> **Brief**: In the passage on Yao Ming below, which club team did he buy in 2009?

***** Study text *****

Alas, his large frame was – perhaps inevitably – wracked with injuries to his feet and knee which, despite several bouts of surgery, eventually put a premature end to his remarkable career. In 2011 Yao Ming announced at a press conference in Shanghai (from an extra-high lectern) his retirement from basketball.
There can be no doubt that his achievements on the basketball court both raised public awareness of basketball in China and greatly assisted in the development of the sport on the Mainland.
His early basketball career as a rookie has been documented in a film called `The Year of the Yao’ and he has co-written an autobiography entitled `Yao: A Life in Two Worlds’. Since retirement he has not totally divorced himself from basketball since in 2009 he purchased his former club team, the Shanghai Sharks, which was on the verge of dissolution due to financial problems.
Mr Chancellor, Yao Ming has made all of us very proud of his contribution as an outstanding sportsman. But he has done much more. He has at the same time dedicated himself, with his usual passion and energy, to outstanding charitable works.
Throughout his career Yao participated in many charity and community events including the `Basketball Without Borders’ programme and the hosting of a telethon which raised US$300,000 to help prevent the spread of SARS. He also participated in charity basketball matches to raise funds for underprivileged children in China.

***** Material supplied *****

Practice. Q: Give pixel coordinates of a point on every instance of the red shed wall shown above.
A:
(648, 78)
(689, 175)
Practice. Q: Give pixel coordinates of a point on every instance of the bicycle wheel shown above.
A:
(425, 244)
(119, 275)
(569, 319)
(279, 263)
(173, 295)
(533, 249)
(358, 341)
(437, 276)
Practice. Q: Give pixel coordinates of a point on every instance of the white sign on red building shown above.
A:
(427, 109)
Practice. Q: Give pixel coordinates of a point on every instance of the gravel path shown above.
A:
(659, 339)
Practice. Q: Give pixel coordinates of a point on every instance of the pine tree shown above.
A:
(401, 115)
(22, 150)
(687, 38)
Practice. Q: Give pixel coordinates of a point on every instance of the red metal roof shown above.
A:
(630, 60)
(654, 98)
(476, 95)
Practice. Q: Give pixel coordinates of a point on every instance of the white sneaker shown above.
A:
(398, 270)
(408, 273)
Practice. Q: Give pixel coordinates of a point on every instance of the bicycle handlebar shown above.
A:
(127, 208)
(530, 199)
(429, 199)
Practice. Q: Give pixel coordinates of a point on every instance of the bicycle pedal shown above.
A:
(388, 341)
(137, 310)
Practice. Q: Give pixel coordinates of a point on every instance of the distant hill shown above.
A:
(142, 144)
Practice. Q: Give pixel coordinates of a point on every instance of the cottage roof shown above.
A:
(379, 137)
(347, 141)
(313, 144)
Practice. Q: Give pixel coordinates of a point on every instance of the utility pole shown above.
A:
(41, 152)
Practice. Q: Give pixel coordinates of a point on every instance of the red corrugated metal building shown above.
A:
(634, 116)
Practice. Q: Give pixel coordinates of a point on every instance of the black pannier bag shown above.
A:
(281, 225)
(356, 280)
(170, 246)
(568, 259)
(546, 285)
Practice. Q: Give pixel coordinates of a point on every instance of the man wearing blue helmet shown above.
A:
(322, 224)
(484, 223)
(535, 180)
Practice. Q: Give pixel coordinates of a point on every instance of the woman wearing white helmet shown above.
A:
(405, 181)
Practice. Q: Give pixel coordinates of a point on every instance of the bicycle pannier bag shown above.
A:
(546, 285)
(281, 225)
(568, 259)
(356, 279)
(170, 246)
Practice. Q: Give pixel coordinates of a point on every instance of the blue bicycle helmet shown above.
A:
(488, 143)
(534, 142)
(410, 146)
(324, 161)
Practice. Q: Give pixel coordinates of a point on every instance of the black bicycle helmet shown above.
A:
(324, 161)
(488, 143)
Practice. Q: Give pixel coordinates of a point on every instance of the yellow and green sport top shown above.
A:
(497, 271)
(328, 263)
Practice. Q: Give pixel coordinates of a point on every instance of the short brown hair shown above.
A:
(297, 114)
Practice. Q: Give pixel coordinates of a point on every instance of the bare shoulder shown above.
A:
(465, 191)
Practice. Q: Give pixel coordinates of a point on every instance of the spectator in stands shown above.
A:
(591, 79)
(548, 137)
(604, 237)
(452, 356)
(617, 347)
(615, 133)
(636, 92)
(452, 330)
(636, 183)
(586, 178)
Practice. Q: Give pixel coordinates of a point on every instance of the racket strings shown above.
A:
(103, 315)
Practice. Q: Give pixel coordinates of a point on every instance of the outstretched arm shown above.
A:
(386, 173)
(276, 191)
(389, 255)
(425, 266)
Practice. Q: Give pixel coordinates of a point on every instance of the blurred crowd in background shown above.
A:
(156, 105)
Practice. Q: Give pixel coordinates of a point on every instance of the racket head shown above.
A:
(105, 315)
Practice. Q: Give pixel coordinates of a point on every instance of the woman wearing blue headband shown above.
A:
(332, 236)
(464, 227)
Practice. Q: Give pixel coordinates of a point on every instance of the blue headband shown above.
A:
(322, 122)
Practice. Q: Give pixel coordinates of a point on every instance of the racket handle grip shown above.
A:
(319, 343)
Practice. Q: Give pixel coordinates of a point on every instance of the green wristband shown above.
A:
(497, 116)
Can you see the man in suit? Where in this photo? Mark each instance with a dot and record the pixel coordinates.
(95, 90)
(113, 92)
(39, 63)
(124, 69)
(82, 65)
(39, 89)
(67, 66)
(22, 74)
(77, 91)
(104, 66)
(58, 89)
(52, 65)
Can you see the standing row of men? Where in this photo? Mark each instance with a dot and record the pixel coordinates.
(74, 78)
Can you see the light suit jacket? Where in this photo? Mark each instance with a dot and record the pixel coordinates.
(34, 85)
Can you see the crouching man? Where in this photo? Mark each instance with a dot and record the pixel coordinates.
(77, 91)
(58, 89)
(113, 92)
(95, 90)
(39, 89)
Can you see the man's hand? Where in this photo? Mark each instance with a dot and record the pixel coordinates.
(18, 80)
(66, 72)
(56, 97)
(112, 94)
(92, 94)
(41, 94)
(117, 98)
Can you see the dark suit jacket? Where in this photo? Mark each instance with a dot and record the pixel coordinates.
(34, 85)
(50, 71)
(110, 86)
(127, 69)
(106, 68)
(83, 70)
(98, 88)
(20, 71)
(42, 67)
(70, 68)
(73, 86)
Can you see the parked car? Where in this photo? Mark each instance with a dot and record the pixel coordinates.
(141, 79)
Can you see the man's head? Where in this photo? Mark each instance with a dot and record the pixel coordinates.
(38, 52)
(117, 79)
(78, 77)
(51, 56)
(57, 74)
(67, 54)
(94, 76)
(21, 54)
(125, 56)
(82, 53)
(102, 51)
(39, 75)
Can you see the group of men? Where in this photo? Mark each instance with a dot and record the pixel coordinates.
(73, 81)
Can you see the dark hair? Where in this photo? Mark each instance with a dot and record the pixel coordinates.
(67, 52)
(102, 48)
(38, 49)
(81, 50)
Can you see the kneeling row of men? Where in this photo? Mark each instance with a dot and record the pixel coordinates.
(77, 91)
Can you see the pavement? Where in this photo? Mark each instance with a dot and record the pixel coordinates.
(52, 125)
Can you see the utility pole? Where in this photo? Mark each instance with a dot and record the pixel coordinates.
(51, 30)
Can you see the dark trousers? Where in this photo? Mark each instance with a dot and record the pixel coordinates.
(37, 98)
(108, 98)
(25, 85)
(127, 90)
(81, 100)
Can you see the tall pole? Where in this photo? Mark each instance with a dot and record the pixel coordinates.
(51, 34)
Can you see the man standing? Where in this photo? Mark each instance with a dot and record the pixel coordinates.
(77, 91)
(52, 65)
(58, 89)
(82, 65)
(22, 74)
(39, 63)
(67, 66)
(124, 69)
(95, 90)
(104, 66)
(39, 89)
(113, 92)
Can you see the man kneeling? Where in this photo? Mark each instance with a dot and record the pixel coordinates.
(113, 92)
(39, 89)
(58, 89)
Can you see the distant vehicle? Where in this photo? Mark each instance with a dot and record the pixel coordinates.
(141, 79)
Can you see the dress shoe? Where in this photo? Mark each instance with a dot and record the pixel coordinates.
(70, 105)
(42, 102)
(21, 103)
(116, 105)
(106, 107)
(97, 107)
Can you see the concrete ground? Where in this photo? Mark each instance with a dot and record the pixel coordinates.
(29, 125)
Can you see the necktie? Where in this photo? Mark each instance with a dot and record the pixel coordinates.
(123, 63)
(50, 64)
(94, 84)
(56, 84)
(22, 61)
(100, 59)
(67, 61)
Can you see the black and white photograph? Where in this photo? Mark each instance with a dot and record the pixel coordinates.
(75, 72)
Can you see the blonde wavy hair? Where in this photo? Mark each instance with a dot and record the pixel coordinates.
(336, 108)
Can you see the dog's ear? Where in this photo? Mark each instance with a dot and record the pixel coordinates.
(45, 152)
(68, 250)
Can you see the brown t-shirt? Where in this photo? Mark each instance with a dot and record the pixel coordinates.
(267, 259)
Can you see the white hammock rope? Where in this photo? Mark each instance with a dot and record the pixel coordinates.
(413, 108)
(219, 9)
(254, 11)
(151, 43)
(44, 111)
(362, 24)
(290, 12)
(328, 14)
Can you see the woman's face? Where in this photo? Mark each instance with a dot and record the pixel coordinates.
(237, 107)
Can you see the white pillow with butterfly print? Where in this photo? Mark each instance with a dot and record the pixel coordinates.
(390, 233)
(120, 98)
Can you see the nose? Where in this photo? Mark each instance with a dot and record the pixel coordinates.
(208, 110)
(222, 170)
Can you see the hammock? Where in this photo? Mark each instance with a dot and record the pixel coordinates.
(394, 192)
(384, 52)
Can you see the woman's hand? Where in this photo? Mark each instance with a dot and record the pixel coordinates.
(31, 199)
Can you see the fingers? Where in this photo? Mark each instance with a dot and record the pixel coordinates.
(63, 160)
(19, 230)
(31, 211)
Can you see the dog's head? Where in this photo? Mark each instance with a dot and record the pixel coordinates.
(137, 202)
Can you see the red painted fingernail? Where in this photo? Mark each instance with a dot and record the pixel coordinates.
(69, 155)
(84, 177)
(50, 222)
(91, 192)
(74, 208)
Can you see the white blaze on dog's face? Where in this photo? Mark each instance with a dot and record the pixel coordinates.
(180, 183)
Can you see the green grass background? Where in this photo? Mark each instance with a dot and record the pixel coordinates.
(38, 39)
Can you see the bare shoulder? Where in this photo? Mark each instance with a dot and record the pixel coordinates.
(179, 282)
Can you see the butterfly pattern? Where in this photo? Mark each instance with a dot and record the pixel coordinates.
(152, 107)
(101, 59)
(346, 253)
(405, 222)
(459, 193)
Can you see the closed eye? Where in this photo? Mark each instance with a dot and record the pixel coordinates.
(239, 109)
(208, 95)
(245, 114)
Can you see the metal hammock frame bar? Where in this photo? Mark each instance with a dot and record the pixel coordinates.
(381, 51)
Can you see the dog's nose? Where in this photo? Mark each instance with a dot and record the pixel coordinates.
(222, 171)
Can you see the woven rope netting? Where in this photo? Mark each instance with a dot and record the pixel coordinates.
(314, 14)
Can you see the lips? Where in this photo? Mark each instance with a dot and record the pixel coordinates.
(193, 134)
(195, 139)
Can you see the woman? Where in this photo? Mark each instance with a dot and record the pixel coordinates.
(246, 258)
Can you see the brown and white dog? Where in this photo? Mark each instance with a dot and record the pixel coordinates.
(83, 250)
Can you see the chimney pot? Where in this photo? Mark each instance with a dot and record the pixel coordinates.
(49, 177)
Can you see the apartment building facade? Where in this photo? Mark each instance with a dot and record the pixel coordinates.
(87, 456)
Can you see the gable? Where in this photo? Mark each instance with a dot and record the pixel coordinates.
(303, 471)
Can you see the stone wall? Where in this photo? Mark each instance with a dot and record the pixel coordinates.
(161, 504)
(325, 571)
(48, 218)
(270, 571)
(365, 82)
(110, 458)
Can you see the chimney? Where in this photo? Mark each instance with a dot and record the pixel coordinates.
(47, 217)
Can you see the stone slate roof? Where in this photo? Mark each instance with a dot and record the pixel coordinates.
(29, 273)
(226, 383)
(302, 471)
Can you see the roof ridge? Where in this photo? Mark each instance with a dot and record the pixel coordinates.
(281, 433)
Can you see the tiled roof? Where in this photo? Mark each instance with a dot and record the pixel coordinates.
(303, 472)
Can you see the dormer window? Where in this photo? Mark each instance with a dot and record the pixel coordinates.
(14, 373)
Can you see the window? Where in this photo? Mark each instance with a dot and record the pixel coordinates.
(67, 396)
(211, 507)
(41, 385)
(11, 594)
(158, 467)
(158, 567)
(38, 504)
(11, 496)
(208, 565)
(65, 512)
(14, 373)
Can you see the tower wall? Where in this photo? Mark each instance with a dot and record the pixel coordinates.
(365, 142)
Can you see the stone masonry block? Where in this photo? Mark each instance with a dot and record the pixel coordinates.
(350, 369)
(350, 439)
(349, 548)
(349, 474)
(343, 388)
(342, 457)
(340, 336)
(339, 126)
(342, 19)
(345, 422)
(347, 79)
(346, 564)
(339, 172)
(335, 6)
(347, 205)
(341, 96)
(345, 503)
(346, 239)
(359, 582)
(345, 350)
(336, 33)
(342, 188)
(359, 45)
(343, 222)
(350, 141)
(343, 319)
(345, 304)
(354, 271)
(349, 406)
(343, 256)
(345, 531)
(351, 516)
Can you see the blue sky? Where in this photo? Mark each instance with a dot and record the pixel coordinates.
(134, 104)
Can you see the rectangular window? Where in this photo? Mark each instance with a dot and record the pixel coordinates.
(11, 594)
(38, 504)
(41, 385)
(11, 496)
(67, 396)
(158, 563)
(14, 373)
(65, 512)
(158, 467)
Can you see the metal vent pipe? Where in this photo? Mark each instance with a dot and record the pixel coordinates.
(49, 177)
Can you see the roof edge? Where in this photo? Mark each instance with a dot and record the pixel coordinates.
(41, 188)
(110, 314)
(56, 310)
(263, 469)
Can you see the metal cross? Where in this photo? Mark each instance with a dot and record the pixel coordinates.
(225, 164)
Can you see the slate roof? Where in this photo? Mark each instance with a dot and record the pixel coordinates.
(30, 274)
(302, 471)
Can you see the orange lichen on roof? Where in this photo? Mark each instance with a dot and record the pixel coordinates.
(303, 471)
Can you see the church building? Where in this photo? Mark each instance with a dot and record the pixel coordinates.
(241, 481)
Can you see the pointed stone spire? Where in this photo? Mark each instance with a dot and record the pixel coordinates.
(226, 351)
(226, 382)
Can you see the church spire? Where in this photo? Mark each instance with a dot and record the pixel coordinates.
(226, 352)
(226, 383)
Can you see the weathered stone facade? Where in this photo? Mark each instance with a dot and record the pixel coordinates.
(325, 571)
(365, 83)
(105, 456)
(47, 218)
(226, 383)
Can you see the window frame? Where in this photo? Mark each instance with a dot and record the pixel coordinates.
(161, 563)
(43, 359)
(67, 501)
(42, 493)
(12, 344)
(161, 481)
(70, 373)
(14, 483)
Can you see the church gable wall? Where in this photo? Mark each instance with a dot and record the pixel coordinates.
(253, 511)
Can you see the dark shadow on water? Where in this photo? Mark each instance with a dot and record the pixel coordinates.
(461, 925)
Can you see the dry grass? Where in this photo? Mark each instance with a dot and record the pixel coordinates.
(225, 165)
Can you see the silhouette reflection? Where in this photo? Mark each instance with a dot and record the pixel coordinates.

*****

> **Exercise solution**: The Shanghai Sharks, his former club team.